HOW TO COMPLETE THIS TASK:
Reproduce word for word the part of the text on Zimbabwe's bank capital requirements that opens with the words containing "It is for this" and closes with "trust in it.".

TEXT PROVIDED:
--

Zimbabwe must avoid letting the banking sector deteriorate to levels that could engulf our beloved nation into ungovernable turmoil due to avoidable bubbles of implosion in our financial system.

It is for this reason that the Central Bank should act very objectively, carefully and free of emotions and vindictive knee-jack impulses to ensure that the country has a vibrant, safe, secure and reliable banking sector that has The People’s trust in it.

The recent bank collapses clearly show that there is a serious problem that has to be addressed without any further delays so that our economy can recover and thrust onto a high steady state growth path.
US$100m BANK CAPITAL THRESHOLDS

Instructed both by my own experience and protracted meticulous training in the realms of the economy, banking and finance, buttressed by empirical evidence on this subject, I unreservedly conclude that Zimbabwe is not yet ready for the high bank minimum capital levels of US$100 million.

The decision by Dr Gono and his team at the RBZ is, therefore, hazardously faulty and must be swiftly set aside before it spins the country’s financial sector into irreversible turmoil. This will be ruinous to our economy and in the end spark avoidable socio-political states of flux. This ugly eventuality must be avoided before it is too late.

Below I fully support my above opinion with both informed macroeconomic reasoning and what is prevailing in other countries. Doses of common sense also help clarify my point of view.

To any Zimbabwean, it is now a common secret that the RBZ Governor’s vehemently repeated statement is that bank capital levels were raised from US$12.5 million to US$100 million so as to create financial sector stability.

Dr Gono further argues that a bank’s capital “is its final line of defence” against inherent threats towards collapsing and that the US$100 million capital mark is “a precast wall” and hence a non-negotiable must for banks to comply with.

Whist the eloquence that has typically accompanied these statements by the RBZ Governor are appealing at the surface, a close professional dissection of what bank stability means shows that this line of thinking suffers from what economists call the pitfalls of the fallacy of composition (FoC).

Simply put, the fallacy of composition is where a policy proposition is anchored on the inverted logic that “if sugar is sweet, then eating more and more of it is good”. Medical doctors and dieticians know that eating too much sugar can be the most perilous thing to do, sweet as it is.

Having capital in a bank is good. More and more capital, especially if imposed drastically in a haphazard, panicky, afterthought fashion can be as poisonous to the economy as too much sugar is to the human body. The RBZ team needs to understand this far-reaching common-sense.

Even when a bank has super rich shareholders who inject a trillion dollars in it for capital every month (raising the “precast wall” sky-high to fit into Dr Gono’s frame of mind), it is a very simple and straightforward statement of fact that that bank can still collapse even in a matter of hours!

The trillion dollar capital bank, would still collapse if it is in the hands of rogue traders; it would still collapse if in the hands of boards that sleep on the job; it would still spectacularly collapse if regulated by central bankers who are deeply compromised by excessive borrowing from the same institutions they must supervise with a firm hand that is blind to personal business interests; it would still collapse if managed by executives who steal from that same bank; and it would still collapse if owned by shareholders who take irregular loans that are not repaid.

--

Extracted records
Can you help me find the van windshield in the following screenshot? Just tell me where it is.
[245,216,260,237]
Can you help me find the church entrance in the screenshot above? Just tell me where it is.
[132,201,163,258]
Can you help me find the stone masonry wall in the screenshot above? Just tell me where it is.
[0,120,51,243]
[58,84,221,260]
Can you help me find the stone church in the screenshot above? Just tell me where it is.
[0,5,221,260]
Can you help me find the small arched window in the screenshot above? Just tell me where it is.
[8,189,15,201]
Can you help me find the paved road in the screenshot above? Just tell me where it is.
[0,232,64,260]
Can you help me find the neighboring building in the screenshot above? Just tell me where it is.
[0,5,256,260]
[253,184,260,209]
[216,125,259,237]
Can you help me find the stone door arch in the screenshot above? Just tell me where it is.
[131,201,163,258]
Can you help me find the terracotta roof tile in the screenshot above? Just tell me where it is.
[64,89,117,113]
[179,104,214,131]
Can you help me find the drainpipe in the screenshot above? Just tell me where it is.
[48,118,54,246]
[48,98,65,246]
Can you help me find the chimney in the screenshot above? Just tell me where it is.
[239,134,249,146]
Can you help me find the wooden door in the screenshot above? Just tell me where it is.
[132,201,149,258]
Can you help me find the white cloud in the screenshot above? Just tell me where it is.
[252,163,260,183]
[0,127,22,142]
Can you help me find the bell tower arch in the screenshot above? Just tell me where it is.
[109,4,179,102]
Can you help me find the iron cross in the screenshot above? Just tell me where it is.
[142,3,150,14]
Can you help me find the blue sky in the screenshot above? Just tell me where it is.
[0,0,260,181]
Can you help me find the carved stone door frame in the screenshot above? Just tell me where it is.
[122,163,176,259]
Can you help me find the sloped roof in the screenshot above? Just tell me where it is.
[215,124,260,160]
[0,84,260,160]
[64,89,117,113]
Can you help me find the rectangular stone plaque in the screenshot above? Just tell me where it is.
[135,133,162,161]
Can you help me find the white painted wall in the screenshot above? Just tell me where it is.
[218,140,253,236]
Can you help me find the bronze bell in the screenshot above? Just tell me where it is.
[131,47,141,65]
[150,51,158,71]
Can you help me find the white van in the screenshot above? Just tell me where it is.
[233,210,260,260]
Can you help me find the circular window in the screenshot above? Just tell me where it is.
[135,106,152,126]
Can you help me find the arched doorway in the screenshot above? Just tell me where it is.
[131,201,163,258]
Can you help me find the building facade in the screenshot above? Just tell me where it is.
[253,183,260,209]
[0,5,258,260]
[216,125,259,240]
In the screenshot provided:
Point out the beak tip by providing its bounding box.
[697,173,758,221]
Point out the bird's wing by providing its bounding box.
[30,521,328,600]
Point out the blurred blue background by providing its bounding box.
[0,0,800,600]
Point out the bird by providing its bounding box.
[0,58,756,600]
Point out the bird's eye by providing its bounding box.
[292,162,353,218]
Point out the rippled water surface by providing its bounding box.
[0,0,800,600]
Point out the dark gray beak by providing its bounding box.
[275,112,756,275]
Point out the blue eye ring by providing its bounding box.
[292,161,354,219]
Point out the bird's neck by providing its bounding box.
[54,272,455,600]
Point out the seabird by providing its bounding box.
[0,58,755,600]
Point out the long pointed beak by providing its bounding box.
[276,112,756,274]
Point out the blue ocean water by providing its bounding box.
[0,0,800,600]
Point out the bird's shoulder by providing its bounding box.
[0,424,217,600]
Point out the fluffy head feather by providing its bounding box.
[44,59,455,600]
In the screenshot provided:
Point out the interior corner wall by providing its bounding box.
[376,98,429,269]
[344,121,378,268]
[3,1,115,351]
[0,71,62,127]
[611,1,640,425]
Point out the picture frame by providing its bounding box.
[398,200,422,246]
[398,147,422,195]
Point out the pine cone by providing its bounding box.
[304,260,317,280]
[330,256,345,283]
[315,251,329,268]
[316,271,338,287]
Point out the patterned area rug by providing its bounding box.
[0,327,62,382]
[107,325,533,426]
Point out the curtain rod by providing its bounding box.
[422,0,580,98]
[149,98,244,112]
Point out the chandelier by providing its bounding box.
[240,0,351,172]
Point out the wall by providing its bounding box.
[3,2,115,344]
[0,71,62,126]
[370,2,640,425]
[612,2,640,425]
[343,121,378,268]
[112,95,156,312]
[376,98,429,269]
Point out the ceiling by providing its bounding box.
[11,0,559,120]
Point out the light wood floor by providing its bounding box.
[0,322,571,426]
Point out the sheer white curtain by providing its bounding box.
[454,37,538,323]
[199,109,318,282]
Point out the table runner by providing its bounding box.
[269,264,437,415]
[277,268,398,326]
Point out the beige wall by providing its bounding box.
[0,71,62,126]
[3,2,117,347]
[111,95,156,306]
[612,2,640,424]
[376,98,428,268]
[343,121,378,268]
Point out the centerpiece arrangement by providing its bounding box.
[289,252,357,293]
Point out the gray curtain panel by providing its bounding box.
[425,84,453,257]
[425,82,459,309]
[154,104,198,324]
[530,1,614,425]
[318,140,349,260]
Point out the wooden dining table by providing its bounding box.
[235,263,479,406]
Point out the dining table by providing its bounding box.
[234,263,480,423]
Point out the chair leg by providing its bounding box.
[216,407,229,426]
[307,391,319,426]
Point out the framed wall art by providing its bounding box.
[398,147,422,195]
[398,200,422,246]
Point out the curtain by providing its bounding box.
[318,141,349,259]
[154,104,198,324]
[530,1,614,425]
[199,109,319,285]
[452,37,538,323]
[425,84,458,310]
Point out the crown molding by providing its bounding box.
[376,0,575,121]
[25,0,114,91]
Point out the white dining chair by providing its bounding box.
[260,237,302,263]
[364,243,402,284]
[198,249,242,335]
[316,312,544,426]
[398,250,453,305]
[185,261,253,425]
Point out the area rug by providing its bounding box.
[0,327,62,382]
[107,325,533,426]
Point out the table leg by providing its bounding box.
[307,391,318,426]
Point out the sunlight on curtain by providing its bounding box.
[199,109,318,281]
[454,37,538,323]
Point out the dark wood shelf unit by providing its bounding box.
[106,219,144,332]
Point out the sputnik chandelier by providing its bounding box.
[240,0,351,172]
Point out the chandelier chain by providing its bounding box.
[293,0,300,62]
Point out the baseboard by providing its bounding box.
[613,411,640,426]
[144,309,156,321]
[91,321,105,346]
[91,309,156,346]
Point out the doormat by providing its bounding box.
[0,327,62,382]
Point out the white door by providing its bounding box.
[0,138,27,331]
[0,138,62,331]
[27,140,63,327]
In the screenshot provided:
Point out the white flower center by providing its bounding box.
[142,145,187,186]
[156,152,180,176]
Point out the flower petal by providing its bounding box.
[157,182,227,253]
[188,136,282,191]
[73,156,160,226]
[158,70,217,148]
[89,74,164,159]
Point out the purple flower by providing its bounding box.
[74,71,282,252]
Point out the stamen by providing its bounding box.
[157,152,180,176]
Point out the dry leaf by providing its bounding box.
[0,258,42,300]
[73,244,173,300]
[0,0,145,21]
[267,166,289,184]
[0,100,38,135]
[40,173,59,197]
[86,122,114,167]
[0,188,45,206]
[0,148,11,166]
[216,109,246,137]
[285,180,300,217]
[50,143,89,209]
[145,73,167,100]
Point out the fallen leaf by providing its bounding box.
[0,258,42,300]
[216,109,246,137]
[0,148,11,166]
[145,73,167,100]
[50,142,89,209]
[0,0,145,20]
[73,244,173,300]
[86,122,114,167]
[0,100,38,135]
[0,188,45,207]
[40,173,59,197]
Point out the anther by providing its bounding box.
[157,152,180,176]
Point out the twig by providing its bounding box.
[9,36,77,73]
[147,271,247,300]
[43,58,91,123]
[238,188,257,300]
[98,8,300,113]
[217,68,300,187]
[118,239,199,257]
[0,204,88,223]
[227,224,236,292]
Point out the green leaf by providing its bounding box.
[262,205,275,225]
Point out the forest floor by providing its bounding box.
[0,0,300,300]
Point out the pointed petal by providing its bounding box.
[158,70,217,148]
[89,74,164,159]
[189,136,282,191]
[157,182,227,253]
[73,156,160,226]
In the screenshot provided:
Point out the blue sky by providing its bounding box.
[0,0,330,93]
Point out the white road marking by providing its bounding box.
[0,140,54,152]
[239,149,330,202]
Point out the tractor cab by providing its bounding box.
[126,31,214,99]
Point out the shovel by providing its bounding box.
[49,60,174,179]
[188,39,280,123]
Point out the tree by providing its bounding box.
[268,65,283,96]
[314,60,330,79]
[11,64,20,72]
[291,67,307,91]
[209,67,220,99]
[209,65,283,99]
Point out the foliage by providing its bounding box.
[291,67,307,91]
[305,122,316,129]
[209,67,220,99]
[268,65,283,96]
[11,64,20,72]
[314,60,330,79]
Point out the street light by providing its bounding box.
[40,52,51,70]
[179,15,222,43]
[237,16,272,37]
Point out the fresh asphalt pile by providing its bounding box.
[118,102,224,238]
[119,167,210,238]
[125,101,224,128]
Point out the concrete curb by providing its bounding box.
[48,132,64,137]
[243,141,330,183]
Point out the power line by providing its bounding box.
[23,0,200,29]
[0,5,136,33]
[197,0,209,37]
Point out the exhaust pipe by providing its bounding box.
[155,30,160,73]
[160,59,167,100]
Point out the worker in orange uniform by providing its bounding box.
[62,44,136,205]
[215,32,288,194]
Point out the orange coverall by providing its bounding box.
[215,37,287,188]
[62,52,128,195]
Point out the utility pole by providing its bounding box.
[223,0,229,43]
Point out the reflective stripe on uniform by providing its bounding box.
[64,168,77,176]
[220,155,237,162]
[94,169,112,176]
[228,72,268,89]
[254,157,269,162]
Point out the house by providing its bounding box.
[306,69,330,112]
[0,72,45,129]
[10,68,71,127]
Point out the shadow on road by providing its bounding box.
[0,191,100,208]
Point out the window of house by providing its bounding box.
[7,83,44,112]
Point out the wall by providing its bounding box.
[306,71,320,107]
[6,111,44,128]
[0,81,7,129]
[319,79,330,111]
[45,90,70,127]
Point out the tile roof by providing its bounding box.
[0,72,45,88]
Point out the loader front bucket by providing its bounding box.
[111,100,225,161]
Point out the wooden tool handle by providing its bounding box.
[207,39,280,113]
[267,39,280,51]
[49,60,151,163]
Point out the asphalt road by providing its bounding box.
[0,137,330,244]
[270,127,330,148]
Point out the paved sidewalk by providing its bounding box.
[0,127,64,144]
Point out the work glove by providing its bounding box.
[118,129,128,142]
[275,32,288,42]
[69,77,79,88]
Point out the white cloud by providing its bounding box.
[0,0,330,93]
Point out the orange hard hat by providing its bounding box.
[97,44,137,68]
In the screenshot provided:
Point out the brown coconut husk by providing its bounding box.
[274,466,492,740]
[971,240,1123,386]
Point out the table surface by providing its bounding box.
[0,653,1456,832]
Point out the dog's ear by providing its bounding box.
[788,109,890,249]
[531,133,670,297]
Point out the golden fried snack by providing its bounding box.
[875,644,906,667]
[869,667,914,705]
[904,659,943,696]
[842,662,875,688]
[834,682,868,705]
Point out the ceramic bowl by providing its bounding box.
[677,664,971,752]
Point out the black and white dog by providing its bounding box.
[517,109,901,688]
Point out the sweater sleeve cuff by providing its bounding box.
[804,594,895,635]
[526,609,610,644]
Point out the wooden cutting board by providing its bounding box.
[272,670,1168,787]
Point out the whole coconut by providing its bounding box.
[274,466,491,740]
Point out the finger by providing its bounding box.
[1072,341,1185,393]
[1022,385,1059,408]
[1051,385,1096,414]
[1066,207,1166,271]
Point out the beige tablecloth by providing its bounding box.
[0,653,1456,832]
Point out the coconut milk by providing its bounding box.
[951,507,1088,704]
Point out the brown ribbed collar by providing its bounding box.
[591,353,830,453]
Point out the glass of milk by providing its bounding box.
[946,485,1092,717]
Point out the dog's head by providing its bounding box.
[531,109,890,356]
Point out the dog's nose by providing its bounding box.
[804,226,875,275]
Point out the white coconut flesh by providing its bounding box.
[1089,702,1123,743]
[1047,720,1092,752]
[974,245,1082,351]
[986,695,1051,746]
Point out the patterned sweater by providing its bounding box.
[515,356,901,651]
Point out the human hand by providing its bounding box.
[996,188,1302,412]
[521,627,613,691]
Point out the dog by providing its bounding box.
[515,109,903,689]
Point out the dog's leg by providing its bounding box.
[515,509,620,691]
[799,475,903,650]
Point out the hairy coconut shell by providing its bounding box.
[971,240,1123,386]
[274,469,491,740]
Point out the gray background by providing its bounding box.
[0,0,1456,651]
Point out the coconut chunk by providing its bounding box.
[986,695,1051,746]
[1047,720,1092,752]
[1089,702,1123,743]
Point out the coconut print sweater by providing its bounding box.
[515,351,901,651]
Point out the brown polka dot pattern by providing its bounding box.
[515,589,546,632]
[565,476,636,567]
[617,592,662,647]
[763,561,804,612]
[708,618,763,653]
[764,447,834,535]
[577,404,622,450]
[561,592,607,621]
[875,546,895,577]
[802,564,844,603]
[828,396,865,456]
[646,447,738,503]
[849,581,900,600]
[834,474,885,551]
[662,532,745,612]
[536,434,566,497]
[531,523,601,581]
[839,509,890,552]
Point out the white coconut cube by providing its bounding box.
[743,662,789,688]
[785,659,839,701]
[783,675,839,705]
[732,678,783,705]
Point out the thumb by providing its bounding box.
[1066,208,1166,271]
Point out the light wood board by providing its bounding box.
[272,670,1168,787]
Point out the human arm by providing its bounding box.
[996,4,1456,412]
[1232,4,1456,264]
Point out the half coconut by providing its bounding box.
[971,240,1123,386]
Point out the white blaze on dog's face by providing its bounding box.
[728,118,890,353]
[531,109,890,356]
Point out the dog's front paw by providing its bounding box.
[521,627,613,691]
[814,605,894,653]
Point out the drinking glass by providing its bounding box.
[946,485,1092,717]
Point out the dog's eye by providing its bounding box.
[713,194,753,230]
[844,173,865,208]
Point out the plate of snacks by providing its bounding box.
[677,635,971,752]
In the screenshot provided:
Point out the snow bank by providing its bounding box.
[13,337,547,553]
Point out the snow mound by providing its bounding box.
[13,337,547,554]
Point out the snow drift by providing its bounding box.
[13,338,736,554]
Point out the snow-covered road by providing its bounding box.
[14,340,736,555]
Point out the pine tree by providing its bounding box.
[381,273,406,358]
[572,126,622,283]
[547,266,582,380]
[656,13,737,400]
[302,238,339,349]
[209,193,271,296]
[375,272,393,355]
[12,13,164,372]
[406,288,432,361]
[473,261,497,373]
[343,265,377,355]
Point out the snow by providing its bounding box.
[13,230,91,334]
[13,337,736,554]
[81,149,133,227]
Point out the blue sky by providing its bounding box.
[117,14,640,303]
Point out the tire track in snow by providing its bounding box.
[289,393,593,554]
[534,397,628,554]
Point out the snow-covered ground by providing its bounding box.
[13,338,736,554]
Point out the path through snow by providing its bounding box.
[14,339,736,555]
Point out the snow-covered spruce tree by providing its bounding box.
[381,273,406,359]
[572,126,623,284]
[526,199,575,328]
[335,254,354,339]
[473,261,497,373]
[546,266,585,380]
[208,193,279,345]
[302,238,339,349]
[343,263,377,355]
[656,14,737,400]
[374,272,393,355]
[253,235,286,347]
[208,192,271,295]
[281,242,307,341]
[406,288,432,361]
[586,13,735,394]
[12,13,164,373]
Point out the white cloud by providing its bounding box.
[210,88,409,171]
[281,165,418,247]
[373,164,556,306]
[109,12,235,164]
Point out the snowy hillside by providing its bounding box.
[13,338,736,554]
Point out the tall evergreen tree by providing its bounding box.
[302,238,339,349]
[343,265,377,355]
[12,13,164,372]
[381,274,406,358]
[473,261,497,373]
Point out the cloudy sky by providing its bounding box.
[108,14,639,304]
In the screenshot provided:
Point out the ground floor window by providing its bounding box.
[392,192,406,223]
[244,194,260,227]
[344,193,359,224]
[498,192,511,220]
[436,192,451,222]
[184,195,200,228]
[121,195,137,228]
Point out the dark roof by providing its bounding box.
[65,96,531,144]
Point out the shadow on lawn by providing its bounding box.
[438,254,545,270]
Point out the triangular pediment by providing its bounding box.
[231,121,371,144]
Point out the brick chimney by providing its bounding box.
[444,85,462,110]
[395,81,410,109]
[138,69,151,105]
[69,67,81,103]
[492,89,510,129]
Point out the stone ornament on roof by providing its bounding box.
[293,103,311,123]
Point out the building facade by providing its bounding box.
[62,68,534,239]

--

EXERCISE ANSWER:
It is for this reason that the Central Bank should act very objectively, carefully and free of emotions and vindictive knee-jack impulses to ensure that the country has a vibrant, safe, secure and reliable banking sector that has The People’s trust in it.